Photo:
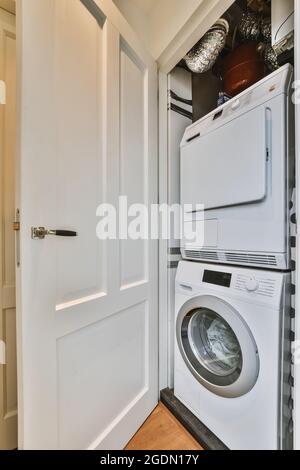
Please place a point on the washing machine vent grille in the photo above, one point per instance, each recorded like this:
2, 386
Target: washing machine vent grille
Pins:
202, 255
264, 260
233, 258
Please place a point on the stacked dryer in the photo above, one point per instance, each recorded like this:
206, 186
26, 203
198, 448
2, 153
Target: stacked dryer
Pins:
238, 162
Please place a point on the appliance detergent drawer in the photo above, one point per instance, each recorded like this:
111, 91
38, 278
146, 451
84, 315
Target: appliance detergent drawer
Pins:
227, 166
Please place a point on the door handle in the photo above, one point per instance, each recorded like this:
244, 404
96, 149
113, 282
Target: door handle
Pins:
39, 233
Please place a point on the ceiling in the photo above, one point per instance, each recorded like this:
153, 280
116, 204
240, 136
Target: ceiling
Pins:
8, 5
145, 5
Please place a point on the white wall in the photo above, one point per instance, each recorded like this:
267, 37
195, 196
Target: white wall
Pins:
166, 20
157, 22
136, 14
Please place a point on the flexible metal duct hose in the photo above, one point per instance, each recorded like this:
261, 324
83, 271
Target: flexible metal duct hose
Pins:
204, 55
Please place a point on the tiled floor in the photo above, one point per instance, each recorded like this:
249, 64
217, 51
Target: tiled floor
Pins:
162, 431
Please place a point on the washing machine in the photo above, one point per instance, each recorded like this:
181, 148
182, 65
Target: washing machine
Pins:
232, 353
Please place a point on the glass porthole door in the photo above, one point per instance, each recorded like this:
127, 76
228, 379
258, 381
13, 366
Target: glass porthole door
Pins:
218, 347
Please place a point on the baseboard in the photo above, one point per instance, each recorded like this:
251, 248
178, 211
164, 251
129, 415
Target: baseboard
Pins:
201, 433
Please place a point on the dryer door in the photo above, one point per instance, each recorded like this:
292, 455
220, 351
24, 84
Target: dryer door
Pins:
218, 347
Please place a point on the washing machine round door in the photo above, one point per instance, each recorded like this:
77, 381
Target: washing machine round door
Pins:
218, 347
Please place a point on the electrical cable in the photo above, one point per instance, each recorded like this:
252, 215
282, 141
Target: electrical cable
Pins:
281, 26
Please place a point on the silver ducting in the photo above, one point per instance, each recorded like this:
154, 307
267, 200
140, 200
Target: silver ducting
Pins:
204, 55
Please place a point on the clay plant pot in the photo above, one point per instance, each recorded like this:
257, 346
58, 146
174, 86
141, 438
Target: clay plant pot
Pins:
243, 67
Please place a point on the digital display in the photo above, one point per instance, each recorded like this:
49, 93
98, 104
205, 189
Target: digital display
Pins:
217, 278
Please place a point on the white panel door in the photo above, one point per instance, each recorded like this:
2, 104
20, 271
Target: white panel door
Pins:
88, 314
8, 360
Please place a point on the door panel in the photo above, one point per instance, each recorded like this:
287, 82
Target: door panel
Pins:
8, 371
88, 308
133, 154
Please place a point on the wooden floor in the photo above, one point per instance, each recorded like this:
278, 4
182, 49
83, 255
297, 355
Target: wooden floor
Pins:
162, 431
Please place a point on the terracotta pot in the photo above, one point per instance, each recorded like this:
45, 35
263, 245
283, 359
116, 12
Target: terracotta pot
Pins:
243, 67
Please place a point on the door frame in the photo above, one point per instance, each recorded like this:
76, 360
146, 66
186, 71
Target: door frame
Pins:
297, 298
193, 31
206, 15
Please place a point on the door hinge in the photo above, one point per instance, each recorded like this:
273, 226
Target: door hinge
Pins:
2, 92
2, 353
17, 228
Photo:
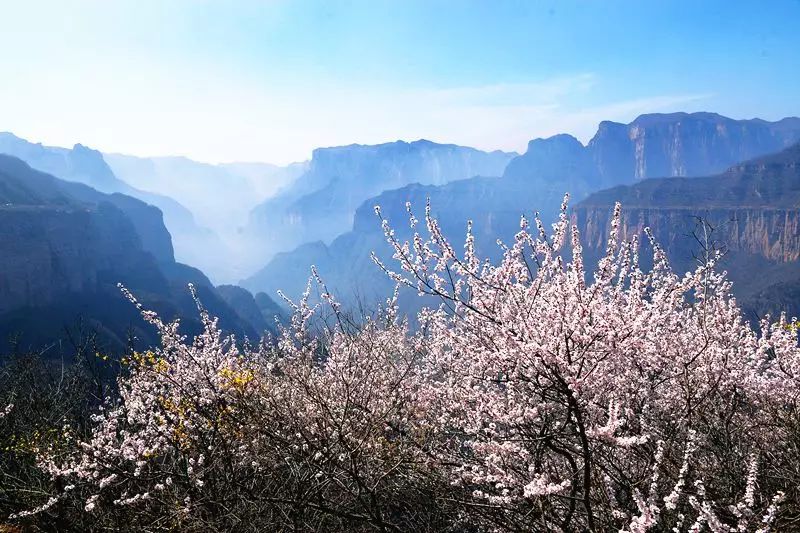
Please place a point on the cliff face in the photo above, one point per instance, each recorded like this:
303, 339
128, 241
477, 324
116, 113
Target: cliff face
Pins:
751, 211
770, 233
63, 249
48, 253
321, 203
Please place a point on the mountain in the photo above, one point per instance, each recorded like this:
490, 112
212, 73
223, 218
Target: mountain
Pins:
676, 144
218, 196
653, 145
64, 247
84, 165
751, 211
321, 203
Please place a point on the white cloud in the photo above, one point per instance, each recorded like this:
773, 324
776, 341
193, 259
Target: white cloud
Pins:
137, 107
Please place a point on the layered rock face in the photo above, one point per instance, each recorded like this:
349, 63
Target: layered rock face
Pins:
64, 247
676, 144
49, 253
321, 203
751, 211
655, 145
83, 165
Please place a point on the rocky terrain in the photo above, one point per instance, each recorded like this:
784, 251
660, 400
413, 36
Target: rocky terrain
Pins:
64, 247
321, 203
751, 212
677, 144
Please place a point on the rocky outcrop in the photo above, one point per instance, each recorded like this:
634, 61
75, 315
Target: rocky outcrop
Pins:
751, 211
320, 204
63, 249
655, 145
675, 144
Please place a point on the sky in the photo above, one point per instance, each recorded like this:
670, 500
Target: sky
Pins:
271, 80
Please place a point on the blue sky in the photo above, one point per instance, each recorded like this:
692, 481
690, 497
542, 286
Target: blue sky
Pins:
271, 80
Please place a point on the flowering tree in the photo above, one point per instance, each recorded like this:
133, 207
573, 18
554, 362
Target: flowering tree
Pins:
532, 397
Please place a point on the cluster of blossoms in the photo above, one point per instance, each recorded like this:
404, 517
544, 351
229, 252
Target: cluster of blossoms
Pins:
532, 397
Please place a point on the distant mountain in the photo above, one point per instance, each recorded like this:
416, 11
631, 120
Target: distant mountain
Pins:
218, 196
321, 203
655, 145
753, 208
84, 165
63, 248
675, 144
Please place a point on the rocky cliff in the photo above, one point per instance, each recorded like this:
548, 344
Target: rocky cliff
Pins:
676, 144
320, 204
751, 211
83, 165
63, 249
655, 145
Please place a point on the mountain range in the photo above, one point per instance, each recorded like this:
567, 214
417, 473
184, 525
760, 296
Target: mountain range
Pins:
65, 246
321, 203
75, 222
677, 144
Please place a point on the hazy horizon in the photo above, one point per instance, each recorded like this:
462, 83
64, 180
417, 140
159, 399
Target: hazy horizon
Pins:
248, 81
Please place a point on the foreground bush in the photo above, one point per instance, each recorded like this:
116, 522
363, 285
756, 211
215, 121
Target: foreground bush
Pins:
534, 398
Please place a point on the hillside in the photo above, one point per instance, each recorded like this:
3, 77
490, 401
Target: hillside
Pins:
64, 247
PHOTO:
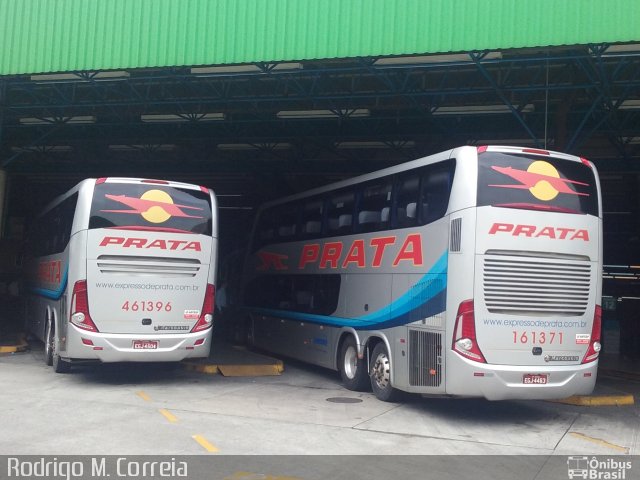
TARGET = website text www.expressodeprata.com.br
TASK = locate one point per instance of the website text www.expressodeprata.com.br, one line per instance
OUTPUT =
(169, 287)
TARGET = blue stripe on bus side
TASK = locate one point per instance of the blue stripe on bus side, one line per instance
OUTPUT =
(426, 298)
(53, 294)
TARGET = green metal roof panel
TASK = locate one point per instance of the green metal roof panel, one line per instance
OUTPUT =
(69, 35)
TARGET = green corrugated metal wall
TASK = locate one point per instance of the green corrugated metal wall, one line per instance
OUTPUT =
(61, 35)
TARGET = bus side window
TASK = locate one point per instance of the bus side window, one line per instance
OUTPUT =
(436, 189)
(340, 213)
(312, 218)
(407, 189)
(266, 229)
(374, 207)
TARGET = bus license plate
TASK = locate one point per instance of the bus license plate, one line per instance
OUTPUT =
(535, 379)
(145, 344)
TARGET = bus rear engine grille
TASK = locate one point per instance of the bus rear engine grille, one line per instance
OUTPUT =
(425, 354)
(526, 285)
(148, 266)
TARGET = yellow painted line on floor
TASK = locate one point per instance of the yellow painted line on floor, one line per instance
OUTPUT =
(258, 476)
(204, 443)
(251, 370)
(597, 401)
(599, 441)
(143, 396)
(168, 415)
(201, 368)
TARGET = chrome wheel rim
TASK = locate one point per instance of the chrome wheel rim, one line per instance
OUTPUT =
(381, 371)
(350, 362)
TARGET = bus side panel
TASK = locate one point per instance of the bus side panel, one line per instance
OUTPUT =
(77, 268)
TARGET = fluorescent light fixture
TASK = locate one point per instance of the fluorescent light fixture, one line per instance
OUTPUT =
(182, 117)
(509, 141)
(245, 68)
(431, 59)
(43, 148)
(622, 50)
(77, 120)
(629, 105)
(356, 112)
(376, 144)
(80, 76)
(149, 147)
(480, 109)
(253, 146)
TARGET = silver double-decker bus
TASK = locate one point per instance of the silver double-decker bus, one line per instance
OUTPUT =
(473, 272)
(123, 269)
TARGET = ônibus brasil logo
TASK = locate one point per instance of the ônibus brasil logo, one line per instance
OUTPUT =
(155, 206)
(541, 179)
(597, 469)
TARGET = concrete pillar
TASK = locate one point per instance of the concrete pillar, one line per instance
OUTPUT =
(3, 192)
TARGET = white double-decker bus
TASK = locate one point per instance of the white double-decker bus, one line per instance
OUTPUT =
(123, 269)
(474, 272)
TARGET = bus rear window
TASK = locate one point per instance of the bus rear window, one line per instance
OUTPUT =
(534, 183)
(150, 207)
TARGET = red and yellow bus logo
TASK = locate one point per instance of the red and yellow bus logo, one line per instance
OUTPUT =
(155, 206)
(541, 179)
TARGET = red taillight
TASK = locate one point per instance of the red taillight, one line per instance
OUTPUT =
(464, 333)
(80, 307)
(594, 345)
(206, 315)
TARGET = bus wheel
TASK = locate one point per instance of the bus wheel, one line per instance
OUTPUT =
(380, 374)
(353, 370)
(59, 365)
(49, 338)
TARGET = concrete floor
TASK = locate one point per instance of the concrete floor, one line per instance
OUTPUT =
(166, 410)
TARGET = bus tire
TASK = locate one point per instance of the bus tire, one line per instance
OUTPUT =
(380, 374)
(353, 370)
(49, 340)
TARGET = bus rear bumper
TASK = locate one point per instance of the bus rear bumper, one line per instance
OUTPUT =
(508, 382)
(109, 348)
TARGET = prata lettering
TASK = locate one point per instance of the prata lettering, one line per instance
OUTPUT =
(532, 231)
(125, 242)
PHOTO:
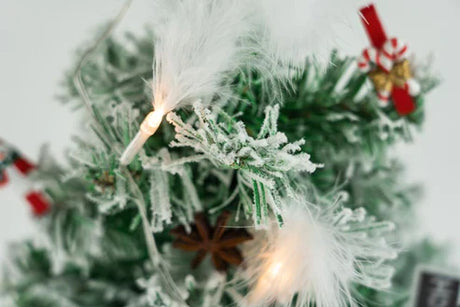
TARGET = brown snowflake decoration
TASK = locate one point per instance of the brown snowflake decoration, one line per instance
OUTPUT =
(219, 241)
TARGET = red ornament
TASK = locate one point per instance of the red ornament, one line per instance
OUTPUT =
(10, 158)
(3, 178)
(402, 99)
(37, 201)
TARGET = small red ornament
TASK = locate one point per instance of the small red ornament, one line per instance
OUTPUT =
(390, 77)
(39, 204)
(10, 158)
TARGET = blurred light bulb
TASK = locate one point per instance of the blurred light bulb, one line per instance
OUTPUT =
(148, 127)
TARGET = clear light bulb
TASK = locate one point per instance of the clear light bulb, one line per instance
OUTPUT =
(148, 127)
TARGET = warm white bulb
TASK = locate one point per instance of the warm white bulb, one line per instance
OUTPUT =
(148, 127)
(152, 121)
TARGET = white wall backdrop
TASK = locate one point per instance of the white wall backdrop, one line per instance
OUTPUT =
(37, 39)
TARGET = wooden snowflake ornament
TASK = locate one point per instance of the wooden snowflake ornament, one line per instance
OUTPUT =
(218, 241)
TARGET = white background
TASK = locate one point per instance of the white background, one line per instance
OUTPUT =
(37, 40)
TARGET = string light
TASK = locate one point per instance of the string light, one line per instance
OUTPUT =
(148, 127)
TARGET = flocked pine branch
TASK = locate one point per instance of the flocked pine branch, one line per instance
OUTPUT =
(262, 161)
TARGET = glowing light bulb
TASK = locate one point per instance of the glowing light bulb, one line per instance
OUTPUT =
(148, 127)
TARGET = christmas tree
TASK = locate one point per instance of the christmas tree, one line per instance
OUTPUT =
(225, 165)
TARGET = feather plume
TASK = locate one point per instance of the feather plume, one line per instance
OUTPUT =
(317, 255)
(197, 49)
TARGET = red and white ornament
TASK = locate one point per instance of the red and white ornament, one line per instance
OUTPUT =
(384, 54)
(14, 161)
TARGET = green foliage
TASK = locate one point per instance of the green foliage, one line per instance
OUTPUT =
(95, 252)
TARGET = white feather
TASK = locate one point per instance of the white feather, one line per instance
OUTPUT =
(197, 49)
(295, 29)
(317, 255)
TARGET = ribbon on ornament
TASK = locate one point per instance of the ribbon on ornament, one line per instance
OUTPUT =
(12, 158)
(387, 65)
----------
Each line from the one containing "TARGET = christmas tree" through the end of the entries, both included, is to be returned exactly, with no other lines.

TARGET = christmas tree
TASK = locate one point per instance of the christmas tree, one line per instance
OUTPUT =
(225, 165)
TARGET = feather plume
TASK = locate one point per instance of the feather plume, one line per instance
OUTPUT =
(317, 255)
(197, 49)
TARGET = red and white ornament
TASK = locate one point per instance of the red and white ornament, one line per instance
OUTPUT =
(384, 54)
(14, 161)
TARGET = green foliage
TASK = locate one point per instance of the green foliage, one line per instance
OUTPUT =
(95, 252)
TARGET = white feather
TASK = locate one point per instance of the white feather, one line per instance
OUTPUT =
(197, 49)
(295, 29)
(317, 255)
TARGET = ribbon on ornament
TASK = locate one point per instance of the ribbon on ornament, one line per instance
OUTPUT =
(12, 158)
(387, 65)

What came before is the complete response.